Emily Elizabeth Powell nee Horton was a small red headed woman,
whose nose I have inherited and in turn given to my youngest daughter Sarah,
who also has red hair like her Great Grandmother. She and my Granddad Joe
rented a cottage – one of many that were built over a hundred years ago to
house farm labourers. They were known
for maximum rents and minimum comfort. The rents were still being collected
during the war by the descendants of the Lord of the Manor, and the cottages were
in acute disrepair.
The brew house stood some thirty yards away from a row of six
cottages. It was originally built to brew beer, but not in Gran’s time or
recollection. She said it had always been used as a wash house. The six
cottagers took it in turn using the brew house, leaving Sunday as a day of rest
and worship. It would be nice to think that the landlord, who sent a bullying
fat man with a leather bag each Monday, arranged it so, but in fact there was
no space for any more cottages. And even he couldn't have made the cottages any
smaller. The brew house was made of brick, which was crumbling and desperately
held together with green sticky mortar. The building was shabbily topped with a
slate roof, with several holes in it.

→ RECORD EXTRACTS:
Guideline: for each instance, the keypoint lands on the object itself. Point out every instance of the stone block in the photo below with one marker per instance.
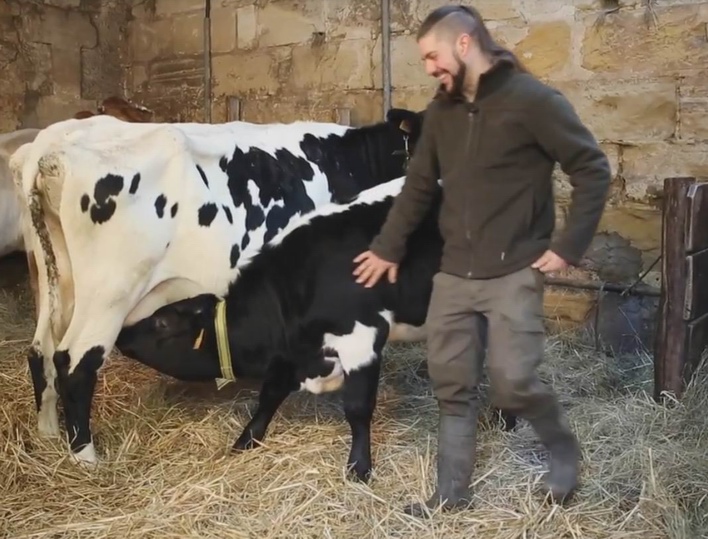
(359, 19)
(67, 29)
(66, 68)
(366, 107)
(100, 74)
(188, 33)
(645, 167)
(546, 49)
(223, 30)
(64, 4)
(489, 9)
(251, 72)
(625, 110)
(177, 73)
(639, 223)
(246, 26)
(407, 67)
(624, 43)
(693, 99)
(171, 7)
(150, 39)
(286, 22)
(403, 17)
(414, 98)
(545, 10)
(344, 64)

→ TO-DO LIST:
A) From the memoir about Gran's cottage, quote the passage that begins with the words "The brew house stood" and ends after the words "holes in it.".
B) According to the memoir about Gran's cottage, what materials was the brew house built with?
C) Continue the memoir about Gran's cottage and the brew house from its last sentence.

→ PER-TASK ANSWERS:
A)
The brew house stood some thirty yards away from a row of six
cottages. It was originally built to brew beer, but not in Gran’s time or
recollection. She said it had always been used as a wash house. The six
cottagers took it in turn using the brew house, leaving Sunday as a day of rest
and worship. It would be nice to think that the landlord, who sent a bullying
fat man with a leather bag each Monday, arranged it so, but in fact there was
no space for any more cottages. And even he couldn't have made the cottages any
smaller. The brew house was made of brick, which was crumbling and desperately
held together with green sticky mortar. The building was shabbily topped with a
slate roof, with several holes in it.

B)
- Brick
- Green sticky mortar
- Slate (the roof)

C)
Inside there was a copper boiler that was recessed into a brick rectangle
with an iron door in it, which allowed coal to be placed under the boiler for a
fire. Gran said that no coal should be
left for neighbours to use the next day. For although wartime Britain brought
out the best in some people; it also brought out the worst. Coal was expensive
in this coal producing area, and cash was short. Once a fortnight the coal man
delivered each household’s ration; two bags were chucked down through the
street grating into the cellar.
Next
to the boiler in the brew house, was a large wooden barrel, which was encircled
by two broad metal bands. The boiler and the barrel were laboriously filled
with cold water, brought by buckets from one green fungus-coated tap, which was
far enough from the brew house to add a lot of trudging back and forth to this already
labour intensive job. The water in the
boiler was heated, and some shavings of soap dissolved in it. The clothes were washed in the hot water, being
thumped about with a large wooden implement called a ‘dolly’ or a ‘maid’, then
fished out and placed in the barrel of cold water, with some Reckitt’s Blue
added to whiten them, and were thumped about some more.
The clothes were then man handled (or more correctly woman handled, for I never
saw a man wash clothes) into the big cast iron mangle. The mangle rested on a
rusty iron frame, and was turned by hand, revolving two grease-encrusted
sprockets, which in turn revolved two long worn wooden rollers that squeezed
the excess water out of the clothes. Then the clothes were hung on the
clothesline. It was hard work.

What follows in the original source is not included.